» Obiettivo: Trasforma in una tabella Markdown tutte le righe dalla riga che contiene "Isolate black shorts." fino a quella che contiene "xmin=206 ymin=2 xmax=309 ymax=126", estremi compresi e senza righe vuote. Usa le colonne Numero, con il numero progressivo, e Riga, con il testo della riga.

» Materiale di lavoro:
---

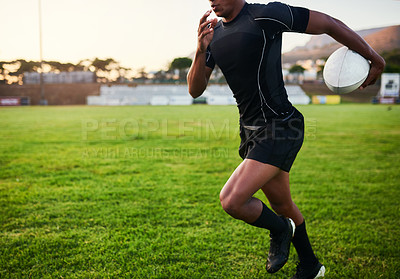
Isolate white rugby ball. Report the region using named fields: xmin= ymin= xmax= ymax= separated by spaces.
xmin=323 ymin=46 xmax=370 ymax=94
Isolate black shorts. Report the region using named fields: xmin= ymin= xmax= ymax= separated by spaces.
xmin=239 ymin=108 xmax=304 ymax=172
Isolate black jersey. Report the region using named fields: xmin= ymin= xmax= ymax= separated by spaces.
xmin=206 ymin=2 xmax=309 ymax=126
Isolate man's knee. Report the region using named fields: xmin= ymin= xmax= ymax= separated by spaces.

---

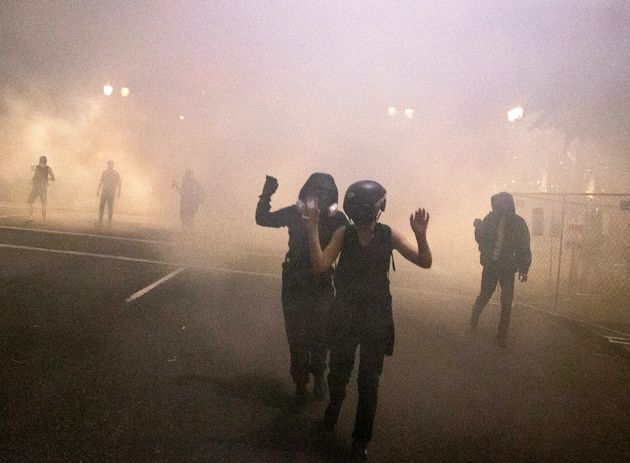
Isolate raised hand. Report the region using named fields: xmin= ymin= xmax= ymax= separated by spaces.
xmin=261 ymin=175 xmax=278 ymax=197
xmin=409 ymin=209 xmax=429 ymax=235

---

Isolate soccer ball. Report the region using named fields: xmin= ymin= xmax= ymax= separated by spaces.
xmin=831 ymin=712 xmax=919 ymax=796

---

» Esercizio svolto:
| Numero | Riga |
|---|---|
| 1 | Isolate black shorts. Report the region using named fields: xmin= ymin= xmax= ymax= separated by spaces. |
| 2 | xmin=239 ymin=108 xmax=304 ymax=172 |
| 3 | Isolate black jersey. Report the region using named fields: xmin= ymin= xmax= ymax= separated by spaces. |
| 4 | xmin=206 ymin=2 xmax=309 ymax=126 |